◆ The request ◆
Reproduce word for word the part of the text about Marie Vassiltchikov from "Vassiltchikov's diaries are" up to and including "of that experience.".

◆ Text section ◆

····················

On January 28, 1946, Princess Marie Vassiltchikov married U.S. Army Captain Peter G. Harnden of Military Intelligence. They settled in Paris, where Harnden opened an architectural firm. After Harnden died in Barcelona in 1971, she moved to London. After her husband's death, she bowed to the wishes of friends and relatives who had been encouraging her to publish her wartime diaries. She died in London of leukemia on August 12, 1978. At the time, the task of editing and polishing her diaries was still incomplete; this task was completed by her brother.

Princess Marie Illarionovna Harden was survived by her four children; her brother, Prince Yuri "Georgie" Vassiltchikov; and her sister, Princess Tatiana von Metternich-Winneburg, who was married to Paul Alfons von Metternich-Winneburg, a descendant of Prince Klemens Wenzel von Metternich, the prominent Austrian state chancellor and diplomat of the Napoleonic era.

Legacy

Vassiltchikov's diaries are one of only two kept by participants in the July 20th Plot to kill Adolf Hitler. The other diary was written by Ulrich von Hassell. Also, her description of the repeated bombing of Berlin during the war is considered one of the best testimonies of that experience.

The diaries are also important in that they chronicle a little-known aspect of Hitler's war crimes: the destruction of the aristocracy of Europe. Hitler and the aristocracy had an uneasy relationship during the war. After it became clear that many of the July 20 Plot participants were members of the aristocracy, Hitler used the assassination attempt as an excuse to wipe out many members of the prominent members of the ruling families of Europe.

A poignant feature of Vassiltchikov's diary is its arc from the first pages in 1940 to its conclusion in 1945. She begins by recounting a night spent dancing at a ball at the Chilean embassy and ends with her flight from Vienna, which found her stumbling, filthy and half-starved, across a bombed railroad depot at the end of the war. Her account of wartime Berlin at times takes on an air of surreality as she writes about days that combined lunches at the Hotel Adlon and nights spent in half-ruined flats and conversations that ranged from gossip about her noble and royal friends to the intended killing of Hitler.

····················

◆ Dataset records ◆
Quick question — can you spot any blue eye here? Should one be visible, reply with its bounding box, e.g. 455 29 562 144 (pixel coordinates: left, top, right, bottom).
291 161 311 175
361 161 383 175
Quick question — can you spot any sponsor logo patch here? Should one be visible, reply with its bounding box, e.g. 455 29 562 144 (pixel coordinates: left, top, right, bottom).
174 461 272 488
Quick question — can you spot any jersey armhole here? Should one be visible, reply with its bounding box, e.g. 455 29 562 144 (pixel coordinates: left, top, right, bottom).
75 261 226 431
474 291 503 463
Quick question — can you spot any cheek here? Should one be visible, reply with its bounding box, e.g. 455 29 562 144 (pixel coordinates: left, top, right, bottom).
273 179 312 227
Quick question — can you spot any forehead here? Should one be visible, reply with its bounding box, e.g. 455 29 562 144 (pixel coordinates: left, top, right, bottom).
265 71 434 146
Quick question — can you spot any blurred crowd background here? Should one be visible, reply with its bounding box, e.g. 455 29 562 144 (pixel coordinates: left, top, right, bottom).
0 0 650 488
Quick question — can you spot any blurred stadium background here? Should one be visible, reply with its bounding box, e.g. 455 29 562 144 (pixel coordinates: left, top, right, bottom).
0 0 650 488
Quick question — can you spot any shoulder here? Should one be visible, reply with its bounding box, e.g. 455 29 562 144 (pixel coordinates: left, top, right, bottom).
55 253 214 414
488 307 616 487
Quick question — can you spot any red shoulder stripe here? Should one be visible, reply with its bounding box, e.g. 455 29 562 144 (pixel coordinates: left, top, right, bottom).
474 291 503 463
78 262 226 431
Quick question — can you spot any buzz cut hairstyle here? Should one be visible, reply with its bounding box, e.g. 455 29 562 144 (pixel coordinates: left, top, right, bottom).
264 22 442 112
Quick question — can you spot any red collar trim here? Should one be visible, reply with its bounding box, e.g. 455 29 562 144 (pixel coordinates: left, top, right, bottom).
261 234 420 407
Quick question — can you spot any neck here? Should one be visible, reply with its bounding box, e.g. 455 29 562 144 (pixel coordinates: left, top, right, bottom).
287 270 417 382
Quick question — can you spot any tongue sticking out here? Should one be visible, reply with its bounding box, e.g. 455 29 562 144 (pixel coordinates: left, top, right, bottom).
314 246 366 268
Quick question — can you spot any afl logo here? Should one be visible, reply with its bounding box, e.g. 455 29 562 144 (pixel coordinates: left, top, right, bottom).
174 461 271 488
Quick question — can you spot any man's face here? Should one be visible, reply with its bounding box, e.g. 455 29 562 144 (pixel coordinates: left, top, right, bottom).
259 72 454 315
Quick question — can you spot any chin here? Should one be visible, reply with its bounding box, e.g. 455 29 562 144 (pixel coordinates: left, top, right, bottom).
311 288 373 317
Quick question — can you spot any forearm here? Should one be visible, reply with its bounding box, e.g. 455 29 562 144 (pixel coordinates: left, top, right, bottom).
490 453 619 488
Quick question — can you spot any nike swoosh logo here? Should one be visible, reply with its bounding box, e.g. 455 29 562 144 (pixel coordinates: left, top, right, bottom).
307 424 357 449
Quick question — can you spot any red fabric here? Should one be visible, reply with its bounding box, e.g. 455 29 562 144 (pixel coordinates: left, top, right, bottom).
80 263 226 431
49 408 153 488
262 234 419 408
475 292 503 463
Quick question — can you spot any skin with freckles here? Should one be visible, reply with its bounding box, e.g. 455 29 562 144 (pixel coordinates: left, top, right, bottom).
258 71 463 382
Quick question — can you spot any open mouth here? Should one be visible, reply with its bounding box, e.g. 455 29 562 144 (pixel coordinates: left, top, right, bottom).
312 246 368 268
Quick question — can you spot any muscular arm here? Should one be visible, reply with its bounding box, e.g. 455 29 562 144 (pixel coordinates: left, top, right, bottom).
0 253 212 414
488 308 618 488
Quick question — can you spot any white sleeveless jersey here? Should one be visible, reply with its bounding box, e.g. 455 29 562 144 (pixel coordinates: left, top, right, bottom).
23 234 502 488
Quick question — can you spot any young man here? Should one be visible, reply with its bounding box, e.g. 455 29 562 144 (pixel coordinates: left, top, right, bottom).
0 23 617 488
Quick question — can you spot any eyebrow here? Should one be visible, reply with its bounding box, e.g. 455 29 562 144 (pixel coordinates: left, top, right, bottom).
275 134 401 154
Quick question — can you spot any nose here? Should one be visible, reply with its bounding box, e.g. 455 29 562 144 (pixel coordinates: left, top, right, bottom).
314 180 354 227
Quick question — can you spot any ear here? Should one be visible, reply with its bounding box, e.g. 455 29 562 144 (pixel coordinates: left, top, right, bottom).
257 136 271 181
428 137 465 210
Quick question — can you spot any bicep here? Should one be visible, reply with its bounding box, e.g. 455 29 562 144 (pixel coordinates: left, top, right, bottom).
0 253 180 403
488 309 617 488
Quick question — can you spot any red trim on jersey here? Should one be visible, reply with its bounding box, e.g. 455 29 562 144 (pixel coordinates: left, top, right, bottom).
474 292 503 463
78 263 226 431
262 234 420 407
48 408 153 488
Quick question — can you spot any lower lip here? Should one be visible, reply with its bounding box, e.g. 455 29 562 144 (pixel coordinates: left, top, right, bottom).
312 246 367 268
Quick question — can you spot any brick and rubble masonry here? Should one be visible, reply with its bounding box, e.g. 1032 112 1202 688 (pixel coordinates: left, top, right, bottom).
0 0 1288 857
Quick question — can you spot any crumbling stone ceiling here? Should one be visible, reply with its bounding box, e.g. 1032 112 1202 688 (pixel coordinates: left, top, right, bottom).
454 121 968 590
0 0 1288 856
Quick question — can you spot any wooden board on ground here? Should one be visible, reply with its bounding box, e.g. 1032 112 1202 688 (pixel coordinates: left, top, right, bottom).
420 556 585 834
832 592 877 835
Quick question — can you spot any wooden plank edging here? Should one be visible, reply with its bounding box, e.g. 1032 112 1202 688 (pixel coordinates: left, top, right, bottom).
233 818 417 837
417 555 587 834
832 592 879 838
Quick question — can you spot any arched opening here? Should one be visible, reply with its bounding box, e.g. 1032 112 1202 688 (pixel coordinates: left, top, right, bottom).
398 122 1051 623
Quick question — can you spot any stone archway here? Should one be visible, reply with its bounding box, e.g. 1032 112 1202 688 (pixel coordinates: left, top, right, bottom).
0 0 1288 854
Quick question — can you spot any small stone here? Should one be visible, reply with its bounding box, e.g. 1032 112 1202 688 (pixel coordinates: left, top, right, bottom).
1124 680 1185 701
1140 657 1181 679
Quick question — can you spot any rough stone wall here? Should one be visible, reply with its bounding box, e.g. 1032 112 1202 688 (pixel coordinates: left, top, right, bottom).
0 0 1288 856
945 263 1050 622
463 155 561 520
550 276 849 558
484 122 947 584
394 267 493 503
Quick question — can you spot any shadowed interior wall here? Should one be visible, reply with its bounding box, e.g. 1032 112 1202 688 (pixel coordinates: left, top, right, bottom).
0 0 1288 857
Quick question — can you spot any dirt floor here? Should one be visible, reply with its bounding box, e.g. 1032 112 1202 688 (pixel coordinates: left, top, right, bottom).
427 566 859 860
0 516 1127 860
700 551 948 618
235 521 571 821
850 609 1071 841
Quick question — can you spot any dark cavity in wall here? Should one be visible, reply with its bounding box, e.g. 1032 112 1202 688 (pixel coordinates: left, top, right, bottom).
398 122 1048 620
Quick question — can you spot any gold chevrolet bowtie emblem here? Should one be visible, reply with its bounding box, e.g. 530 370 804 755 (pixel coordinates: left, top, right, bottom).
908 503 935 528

····················

◆ Output below ◆
Vassiltchikov's diaries are one of only two kept by participants in the July 20th Plot to kill Adolf Hitler. The other diary was written by Ulrich von Hassell. Also, her description of the repeated bombing of Berlin during the war is considered one of the best testimonies of that experience.